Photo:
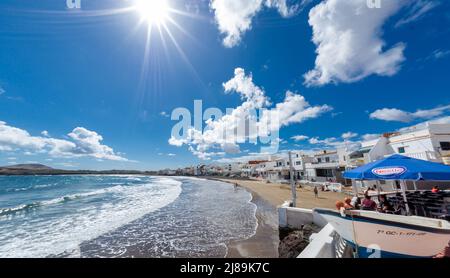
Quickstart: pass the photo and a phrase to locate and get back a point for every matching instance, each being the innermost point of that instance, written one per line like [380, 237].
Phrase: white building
[327, 165]
[431, 143]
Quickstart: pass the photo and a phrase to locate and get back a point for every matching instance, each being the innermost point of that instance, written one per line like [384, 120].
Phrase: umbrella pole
[403, 187]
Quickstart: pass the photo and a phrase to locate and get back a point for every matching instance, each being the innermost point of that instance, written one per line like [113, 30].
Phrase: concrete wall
[295, 218]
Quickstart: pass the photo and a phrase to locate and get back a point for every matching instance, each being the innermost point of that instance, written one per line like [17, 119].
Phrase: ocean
[121, 216]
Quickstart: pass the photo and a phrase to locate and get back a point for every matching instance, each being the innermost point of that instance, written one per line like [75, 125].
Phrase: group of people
[367, 203]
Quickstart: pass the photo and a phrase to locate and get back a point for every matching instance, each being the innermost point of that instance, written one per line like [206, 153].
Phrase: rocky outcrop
[293, 242]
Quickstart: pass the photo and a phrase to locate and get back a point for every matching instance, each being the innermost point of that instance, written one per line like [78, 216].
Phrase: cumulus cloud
[349, 135]
[299, 138]
[83, 143]
[347, 35]
[417, 10]
[164, 114]
[45, 133]
[397, 115]
[370, 136]
[440, 54]
[344, 142]
[441, 120]
[234, 17]
[241, 124]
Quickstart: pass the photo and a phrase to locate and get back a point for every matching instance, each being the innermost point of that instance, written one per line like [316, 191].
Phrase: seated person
[384, 204]
[339, 205]
[356, 202]
[348, 203]
[368, 203]
[435, 189]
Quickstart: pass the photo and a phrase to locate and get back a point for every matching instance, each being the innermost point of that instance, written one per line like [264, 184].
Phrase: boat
[378, 235]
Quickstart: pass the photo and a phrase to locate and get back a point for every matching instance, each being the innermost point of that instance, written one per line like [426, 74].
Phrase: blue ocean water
[121, 216]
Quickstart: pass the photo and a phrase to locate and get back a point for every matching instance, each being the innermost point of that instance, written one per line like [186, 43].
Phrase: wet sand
[264, 244]
[268, 197]
[276, 194]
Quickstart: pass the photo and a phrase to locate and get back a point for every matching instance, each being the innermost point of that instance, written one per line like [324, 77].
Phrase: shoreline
[264, 243]
[267, 198]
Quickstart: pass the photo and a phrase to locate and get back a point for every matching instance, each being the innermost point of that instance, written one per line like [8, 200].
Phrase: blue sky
[82, 75]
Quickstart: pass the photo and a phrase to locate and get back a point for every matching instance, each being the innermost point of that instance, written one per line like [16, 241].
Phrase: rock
[293, 242]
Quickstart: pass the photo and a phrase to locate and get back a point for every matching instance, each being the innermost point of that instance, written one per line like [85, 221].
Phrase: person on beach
[384, 205]
[368, 203]
[348, 203]
[356, 202]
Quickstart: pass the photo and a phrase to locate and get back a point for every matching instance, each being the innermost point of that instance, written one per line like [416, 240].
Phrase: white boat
[379, 235]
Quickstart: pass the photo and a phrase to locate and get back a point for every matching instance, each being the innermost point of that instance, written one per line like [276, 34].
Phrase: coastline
[264, 243]
[267, 198]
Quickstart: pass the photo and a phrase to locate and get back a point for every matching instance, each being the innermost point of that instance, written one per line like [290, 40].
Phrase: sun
[154, 12]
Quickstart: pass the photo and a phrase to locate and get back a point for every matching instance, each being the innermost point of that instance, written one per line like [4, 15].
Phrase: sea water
[121, 216]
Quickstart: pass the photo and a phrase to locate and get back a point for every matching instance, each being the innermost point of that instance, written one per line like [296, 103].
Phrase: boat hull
[375, 237]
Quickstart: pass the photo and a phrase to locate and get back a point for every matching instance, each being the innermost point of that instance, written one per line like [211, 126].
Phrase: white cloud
[441, 120]
[164, 114]
[84, 143]
[349, 44]
[228, 131]
[417, 11]
[334, 143]
[440, 54]
[369, 137]
[299, 138]
[234, 17]
[349, 135]
[397, 115]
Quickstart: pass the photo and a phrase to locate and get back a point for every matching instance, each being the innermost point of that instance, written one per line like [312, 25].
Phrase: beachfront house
[430, 142]
[250, 169]
[327, 166]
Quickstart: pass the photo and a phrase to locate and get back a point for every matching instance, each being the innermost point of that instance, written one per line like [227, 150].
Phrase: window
[445, 146]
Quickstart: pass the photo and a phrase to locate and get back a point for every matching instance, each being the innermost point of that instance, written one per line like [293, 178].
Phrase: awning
[398, 167]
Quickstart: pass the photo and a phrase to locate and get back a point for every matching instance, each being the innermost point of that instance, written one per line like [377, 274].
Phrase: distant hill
[28, 167]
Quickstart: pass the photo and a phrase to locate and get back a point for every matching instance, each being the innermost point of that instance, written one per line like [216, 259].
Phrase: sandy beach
[267, 197]
[277, 194]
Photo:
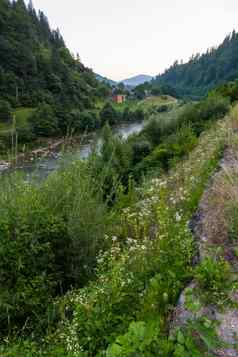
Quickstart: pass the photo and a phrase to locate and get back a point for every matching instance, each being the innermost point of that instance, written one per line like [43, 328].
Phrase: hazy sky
[121, 38]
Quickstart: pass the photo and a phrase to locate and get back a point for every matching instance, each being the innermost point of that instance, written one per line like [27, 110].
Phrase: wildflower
[178, 217]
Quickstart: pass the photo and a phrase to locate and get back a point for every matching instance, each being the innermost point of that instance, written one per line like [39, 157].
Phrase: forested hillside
[35, 64]
[203, 71]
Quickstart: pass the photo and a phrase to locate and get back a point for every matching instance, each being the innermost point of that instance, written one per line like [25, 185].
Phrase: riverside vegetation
[94, 258]
[102, 278]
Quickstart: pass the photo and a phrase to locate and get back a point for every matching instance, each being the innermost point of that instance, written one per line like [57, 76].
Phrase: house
[119, 98]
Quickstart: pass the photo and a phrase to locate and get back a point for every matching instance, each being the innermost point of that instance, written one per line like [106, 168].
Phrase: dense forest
[203, 71]
[38, 71]
[36, 66]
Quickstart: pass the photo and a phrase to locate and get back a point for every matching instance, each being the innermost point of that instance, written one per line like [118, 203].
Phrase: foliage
[213, 279]
[5, 111]
[49, 242]
[43, 121]
[203, 71]
[140, 276]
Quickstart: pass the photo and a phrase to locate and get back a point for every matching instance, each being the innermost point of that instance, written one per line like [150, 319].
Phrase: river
[42, 167]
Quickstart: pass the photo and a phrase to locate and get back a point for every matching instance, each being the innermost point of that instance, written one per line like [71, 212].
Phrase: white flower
[178, 217]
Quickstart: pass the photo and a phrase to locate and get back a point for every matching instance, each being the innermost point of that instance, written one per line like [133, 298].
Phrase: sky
[122, 38]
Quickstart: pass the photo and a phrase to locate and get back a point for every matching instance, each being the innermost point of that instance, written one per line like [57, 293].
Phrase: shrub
[213, 277]
[43, 121]
[49, 243]
[5, 111]
[108, 114]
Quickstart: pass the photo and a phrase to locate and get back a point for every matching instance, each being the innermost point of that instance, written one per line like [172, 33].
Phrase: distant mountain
[35, 64]
[137, 80]
[203, 71]
[106, 80]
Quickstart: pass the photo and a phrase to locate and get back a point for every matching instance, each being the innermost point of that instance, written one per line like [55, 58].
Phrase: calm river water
[44, 166]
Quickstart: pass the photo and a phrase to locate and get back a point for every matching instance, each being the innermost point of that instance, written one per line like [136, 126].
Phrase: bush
[200, 115]
[44, 122]
[5, 111]
[108, 114]
[213, 277]
[49, 243]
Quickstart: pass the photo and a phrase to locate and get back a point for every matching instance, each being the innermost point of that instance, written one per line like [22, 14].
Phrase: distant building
[119, 98]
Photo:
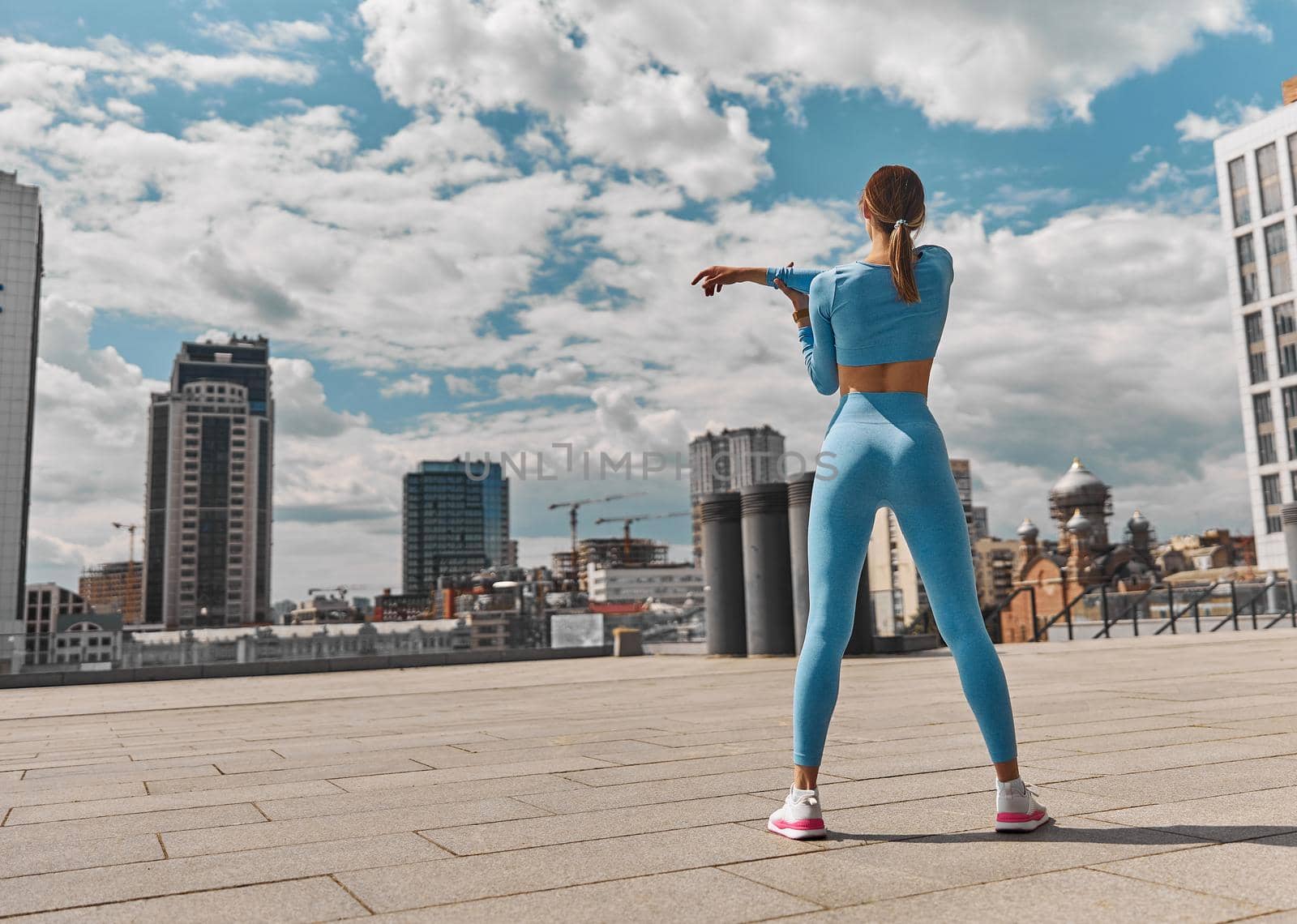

::::::::

Short exercise =>
How many lines in the listing above contain the string "house", with case counting? Reply with the number alone.

Answer in full =>
2